**WHAT NEEDS TO BE DONE:** Copy out the material from the line with "Could I trouble you to find the cloud" to the line with "[565,413,683,492]", swapping "grandstand" for "bleacher" wherever it occurs and keeping everything else the same.

-- Start DATA RECORDS --

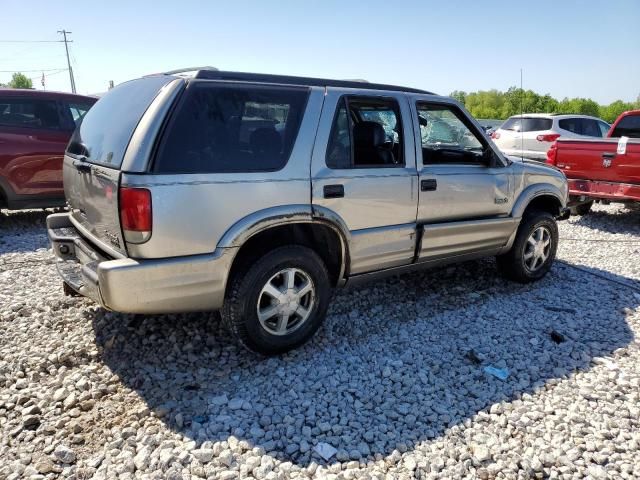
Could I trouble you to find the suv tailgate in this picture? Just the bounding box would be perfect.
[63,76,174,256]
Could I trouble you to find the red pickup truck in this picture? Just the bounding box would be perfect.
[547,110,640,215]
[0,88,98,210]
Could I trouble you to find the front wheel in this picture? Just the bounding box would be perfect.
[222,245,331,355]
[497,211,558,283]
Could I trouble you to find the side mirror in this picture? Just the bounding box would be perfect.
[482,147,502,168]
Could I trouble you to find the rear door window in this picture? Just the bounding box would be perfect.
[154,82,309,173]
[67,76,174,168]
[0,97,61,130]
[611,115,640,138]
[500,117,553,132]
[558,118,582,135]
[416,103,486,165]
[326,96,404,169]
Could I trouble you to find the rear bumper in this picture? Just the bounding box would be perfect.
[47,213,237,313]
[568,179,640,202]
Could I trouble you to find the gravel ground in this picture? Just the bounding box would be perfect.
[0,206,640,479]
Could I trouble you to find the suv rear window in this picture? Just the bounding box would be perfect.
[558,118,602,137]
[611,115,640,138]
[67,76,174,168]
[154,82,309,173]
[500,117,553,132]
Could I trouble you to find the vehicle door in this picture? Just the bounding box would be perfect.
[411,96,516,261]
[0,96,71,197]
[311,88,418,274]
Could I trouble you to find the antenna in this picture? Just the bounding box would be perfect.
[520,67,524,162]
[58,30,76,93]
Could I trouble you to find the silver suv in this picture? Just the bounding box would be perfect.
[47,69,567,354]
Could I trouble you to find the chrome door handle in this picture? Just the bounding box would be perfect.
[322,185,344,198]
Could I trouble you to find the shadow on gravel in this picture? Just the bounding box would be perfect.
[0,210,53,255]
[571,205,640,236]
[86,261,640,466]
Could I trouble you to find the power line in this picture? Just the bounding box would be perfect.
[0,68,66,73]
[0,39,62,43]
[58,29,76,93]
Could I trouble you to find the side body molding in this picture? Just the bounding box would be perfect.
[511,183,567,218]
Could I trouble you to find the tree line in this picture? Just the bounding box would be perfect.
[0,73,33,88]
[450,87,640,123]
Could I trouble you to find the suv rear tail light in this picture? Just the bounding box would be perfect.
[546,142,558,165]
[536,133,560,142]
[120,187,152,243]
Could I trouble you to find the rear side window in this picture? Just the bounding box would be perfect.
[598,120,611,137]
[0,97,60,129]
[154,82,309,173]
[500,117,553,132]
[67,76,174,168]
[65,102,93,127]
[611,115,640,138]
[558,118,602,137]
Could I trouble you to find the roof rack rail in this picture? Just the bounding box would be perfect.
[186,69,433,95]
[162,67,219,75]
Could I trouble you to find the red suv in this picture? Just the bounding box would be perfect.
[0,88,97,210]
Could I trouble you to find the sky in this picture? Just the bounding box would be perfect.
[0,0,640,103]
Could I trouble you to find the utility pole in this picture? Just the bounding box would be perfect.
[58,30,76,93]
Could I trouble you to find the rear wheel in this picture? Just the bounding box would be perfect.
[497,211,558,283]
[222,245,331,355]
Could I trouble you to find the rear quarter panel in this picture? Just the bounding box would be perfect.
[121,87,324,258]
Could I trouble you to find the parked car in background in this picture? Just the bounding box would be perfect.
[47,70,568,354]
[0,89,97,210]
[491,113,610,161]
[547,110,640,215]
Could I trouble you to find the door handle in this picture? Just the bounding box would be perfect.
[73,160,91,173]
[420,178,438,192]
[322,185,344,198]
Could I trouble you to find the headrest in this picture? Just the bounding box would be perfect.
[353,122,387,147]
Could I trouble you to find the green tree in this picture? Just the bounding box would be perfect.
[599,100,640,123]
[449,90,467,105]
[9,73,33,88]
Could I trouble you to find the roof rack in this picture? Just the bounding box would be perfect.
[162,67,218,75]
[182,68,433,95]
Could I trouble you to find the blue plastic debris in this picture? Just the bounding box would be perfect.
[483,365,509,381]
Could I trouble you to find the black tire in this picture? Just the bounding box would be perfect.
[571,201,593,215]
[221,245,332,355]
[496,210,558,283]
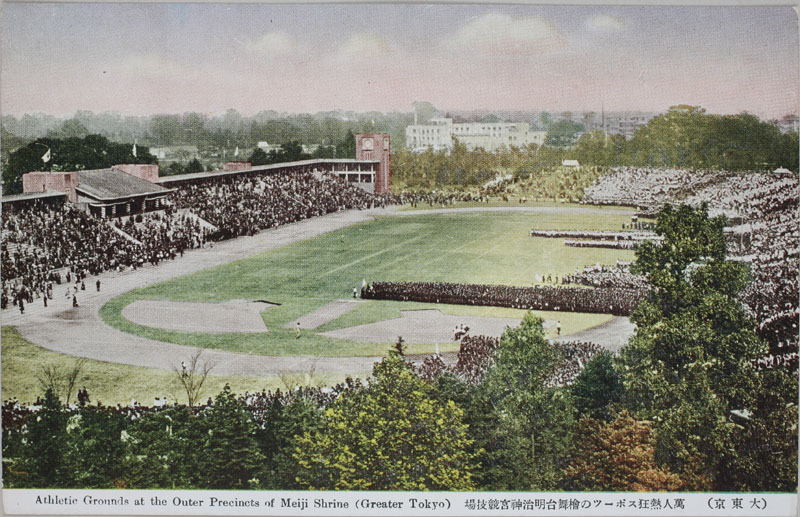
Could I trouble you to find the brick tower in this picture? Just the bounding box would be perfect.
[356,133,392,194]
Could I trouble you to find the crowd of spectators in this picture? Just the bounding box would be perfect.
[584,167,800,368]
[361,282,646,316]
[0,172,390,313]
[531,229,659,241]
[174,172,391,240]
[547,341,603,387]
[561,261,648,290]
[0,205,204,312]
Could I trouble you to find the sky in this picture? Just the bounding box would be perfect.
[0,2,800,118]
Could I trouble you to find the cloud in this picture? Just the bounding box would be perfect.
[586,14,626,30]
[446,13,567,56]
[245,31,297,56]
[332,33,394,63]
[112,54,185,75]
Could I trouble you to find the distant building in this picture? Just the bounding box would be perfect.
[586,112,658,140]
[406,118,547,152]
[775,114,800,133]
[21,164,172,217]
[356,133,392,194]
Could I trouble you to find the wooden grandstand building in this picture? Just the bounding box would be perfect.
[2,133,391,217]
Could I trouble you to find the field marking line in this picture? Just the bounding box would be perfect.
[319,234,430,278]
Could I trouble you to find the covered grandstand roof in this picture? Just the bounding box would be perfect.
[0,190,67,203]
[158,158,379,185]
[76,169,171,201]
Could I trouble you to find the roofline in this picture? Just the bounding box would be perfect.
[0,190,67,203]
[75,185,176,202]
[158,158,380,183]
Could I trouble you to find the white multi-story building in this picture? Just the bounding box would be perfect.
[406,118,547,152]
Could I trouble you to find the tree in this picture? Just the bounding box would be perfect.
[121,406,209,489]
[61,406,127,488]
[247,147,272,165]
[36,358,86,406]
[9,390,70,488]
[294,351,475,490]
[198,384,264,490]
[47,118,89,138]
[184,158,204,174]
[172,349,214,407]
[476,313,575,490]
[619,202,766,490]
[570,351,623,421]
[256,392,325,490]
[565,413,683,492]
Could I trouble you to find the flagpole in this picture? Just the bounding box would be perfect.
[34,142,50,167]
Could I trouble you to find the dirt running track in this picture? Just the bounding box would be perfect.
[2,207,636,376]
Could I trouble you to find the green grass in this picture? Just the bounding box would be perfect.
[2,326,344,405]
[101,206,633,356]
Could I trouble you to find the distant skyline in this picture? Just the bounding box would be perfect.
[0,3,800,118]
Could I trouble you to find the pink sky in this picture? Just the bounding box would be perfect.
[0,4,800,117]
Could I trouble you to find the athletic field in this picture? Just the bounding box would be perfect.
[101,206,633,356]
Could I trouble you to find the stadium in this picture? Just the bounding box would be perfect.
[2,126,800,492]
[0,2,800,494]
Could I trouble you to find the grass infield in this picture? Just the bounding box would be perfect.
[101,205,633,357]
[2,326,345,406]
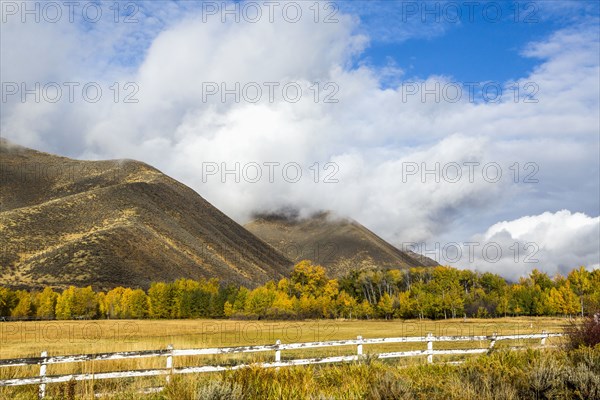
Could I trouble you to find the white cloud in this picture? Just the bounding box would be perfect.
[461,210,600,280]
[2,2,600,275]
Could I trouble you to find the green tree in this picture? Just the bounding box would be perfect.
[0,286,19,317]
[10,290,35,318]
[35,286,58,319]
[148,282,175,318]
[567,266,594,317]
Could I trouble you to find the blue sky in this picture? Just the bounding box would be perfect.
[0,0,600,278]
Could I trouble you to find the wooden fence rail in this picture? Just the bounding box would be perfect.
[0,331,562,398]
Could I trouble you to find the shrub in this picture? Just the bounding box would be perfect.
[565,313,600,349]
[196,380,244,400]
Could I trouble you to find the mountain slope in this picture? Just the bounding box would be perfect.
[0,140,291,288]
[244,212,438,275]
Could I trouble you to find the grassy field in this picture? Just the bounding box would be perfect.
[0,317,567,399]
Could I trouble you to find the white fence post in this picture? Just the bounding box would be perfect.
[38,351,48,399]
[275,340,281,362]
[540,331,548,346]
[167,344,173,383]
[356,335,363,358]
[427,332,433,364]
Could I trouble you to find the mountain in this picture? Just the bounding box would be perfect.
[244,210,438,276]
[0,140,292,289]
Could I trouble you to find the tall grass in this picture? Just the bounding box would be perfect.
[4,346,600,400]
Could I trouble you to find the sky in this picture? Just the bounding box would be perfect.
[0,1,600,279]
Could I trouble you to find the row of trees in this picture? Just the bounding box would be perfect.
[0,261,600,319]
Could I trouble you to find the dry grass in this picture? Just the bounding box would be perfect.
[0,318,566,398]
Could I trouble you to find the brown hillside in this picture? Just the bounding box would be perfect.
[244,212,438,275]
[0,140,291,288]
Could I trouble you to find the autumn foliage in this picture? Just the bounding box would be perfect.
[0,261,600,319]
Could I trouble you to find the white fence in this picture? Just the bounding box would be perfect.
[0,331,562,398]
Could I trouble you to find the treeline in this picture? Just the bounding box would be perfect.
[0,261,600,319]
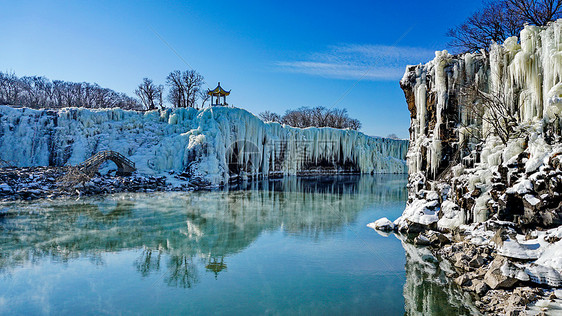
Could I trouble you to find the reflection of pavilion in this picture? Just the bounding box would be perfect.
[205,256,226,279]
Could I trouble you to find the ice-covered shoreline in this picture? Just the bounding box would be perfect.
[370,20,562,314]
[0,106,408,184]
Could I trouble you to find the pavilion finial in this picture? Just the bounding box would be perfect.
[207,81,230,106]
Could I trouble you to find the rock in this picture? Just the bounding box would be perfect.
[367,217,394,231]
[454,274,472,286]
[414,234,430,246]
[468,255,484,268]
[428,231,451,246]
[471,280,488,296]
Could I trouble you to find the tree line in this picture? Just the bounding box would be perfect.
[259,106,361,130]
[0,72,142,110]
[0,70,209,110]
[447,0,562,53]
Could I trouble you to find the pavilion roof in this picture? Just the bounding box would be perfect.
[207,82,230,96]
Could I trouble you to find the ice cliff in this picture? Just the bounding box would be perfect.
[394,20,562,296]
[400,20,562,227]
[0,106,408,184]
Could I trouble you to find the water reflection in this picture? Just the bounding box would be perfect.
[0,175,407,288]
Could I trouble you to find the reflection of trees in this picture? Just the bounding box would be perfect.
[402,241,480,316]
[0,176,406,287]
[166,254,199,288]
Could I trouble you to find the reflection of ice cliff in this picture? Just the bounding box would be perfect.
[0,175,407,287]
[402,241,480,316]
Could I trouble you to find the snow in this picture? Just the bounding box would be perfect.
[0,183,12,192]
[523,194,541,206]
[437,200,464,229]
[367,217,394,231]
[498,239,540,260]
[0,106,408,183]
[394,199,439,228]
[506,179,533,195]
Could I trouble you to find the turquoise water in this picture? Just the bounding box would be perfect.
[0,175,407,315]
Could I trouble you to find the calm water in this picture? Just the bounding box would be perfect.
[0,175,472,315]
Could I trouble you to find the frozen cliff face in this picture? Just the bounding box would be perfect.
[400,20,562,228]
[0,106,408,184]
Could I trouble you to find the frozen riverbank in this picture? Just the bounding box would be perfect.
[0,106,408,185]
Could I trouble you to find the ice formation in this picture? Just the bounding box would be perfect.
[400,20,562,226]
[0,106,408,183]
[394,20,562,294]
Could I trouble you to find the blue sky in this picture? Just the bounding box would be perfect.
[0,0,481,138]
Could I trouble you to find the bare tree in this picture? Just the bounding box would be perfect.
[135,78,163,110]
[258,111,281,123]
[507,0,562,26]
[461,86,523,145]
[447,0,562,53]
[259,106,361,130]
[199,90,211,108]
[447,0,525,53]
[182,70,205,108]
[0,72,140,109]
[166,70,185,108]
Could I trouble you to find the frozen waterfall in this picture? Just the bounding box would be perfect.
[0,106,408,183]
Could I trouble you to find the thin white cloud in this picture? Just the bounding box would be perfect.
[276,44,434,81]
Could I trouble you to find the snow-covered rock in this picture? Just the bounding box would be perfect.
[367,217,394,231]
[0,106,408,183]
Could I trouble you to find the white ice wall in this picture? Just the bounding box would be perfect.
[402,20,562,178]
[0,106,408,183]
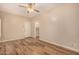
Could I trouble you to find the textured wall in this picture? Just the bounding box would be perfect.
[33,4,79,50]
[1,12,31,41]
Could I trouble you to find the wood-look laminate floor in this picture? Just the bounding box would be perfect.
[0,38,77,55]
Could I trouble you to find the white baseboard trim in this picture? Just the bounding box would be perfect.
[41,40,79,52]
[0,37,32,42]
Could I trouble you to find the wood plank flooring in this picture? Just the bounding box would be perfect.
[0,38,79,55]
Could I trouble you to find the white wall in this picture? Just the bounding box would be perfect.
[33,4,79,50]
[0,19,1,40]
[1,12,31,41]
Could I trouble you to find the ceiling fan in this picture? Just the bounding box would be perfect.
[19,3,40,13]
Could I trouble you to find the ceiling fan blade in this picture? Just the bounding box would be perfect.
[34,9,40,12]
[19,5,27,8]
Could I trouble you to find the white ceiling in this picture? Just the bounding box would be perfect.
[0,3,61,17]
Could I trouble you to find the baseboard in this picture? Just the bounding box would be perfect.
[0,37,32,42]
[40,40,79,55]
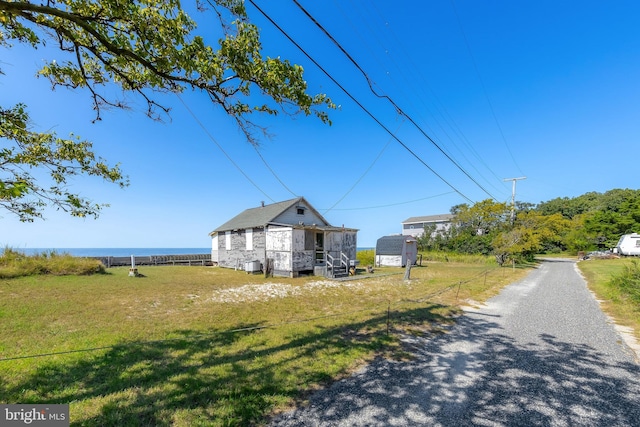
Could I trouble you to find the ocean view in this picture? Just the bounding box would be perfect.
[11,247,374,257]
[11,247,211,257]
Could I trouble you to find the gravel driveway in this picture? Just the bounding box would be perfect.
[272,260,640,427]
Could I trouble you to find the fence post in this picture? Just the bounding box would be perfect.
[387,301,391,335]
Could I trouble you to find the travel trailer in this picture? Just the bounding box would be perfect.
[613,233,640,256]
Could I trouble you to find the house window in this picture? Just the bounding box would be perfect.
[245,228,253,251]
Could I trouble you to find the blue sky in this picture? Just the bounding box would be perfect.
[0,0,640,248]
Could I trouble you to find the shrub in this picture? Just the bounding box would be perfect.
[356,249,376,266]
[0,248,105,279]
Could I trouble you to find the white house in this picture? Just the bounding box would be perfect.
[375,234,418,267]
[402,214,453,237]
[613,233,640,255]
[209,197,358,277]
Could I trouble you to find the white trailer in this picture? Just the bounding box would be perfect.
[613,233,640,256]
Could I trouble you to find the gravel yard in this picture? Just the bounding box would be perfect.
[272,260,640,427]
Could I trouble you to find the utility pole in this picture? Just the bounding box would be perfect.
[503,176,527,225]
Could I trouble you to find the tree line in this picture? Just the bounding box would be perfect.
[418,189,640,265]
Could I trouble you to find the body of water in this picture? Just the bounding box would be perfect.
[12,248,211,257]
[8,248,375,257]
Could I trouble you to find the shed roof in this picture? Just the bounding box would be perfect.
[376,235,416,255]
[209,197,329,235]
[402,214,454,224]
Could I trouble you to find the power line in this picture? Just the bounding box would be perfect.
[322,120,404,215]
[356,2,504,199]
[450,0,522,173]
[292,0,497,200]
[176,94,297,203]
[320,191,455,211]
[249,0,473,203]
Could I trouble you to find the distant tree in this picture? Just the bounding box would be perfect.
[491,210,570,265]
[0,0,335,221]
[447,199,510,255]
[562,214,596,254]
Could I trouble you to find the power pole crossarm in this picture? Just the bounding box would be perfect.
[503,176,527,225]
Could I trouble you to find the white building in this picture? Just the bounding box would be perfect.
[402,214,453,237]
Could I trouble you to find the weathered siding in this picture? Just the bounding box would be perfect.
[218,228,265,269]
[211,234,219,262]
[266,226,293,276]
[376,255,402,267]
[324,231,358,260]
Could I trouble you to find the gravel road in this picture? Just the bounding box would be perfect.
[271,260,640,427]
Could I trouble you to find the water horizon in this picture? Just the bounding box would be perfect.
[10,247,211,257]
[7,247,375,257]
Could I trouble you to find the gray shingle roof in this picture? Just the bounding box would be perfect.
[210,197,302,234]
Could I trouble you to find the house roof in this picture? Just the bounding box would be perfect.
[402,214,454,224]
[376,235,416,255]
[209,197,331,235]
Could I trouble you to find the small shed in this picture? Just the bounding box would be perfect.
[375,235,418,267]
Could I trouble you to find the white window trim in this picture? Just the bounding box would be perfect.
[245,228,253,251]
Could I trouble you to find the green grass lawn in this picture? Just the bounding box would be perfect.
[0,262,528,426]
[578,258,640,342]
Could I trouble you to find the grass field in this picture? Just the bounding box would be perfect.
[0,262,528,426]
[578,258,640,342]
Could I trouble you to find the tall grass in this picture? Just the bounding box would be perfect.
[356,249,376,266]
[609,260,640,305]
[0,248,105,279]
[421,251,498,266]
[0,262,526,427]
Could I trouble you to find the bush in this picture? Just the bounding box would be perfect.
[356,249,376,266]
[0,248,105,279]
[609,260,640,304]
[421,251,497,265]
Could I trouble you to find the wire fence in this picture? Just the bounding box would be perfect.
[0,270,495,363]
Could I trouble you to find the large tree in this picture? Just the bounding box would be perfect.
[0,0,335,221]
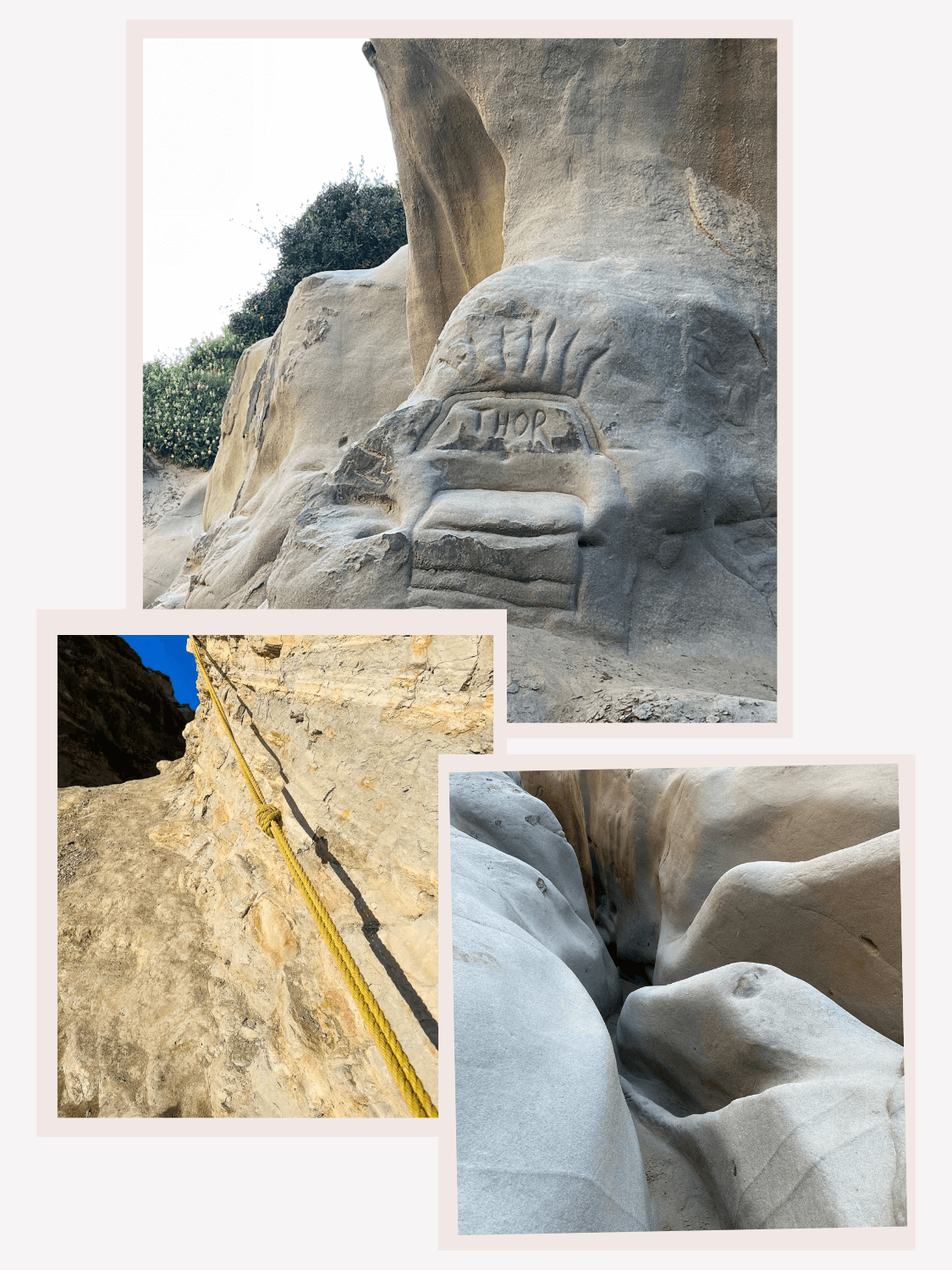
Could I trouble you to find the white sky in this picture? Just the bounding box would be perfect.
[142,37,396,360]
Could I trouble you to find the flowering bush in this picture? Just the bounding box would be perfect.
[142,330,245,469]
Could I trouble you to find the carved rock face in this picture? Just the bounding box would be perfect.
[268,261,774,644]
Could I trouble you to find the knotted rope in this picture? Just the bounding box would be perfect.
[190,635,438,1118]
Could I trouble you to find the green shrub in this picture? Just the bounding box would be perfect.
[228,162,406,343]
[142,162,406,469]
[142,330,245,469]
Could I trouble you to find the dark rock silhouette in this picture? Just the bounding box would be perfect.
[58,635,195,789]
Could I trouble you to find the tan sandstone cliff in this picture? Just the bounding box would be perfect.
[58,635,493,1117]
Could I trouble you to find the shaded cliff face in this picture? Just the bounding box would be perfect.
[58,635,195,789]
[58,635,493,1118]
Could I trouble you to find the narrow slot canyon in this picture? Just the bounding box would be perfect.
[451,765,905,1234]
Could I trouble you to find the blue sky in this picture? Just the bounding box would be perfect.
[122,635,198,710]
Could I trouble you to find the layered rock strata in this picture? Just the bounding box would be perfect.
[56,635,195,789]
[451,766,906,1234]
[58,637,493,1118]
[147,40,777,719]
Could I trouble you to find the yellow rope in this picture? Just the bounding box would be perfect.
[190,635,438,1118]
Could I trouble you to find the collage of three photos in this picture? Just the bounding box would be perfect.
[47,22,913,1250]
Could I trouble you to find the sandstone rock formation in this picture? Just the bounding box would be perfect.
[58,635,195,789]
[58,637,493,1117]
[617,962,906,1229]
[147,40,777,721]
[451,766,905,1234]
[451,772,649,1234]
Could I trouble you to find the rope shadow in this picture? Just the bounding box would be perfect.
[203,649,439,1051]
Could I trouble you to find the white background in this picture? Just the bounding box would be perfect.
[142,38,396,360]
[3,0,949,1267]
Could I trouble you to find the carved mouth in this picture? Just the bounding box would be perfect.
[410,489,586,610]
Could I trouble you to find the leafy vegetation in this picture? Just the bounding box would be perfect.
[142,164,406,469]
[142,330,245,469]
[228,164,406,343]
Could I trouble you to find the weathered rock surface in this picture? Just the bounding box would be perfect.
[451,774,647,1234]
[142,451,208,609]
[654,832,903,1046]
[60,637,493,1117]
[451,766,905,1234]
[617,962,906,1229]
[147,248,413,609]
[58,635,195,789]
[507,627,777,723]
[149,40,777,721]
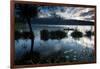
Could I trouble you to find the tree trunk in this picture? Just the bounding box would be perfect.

-- End DATA RECORDS --

**REPLY:**
Could I trouble you to find the cloud in this picture? Just the bounding box would be perfect.
[586,14,626,30]
[446,13,567,56]
[245,31,297,56]
[332,33,394,63]
[112,54,185,75]
Could I trouble you to find the distant building in this picture? Just the bounding box would be perfect.
[586,112,658,140]
[406,118,547,152]
[775,114,800,133]
[21,164,172,217]
[356,133,392,194]
Could I trouble you to find the wooden bleacher building in this picture? Just the bounding box would be perfect.
[2,133,391,217]
Could I trouble you to find the field marking line in this picture? Just the bounding box would be perfect.
[319,234,430,278]
Could I trouble you to find the covered bleacher roof in this picture? Just the bounding box would be perfect.
[0,190,67,203]
[158,158,379,185]
[76,169,171,201]
Could I trouble you to find the roofline in this picture? Just the bounding box would be perfect.
[0,190,67,203]
[75,185,176,202]
[158,158,380,183]
Could I trouble you to find the white multi-story building in this picture? Just the bounding box would be perfect.
[406,118,547,152]
Could I trouble you to find the tree in this picture? Just the bounding box would be perfect.
[121,406,209,489]
[61,406,127,488]
[247,147,272,165]
[36,358,86,406]
[9,390,70,488]
[294,351,475,490]
[198,384,264,490]
[47,118,89,138]
[184,158,204,174]
[172,349,214,407]
[476,313,575,490]
[619,202,766,490]
[570,351,623,421]
[256,392,325,490]
[565,413,683,492]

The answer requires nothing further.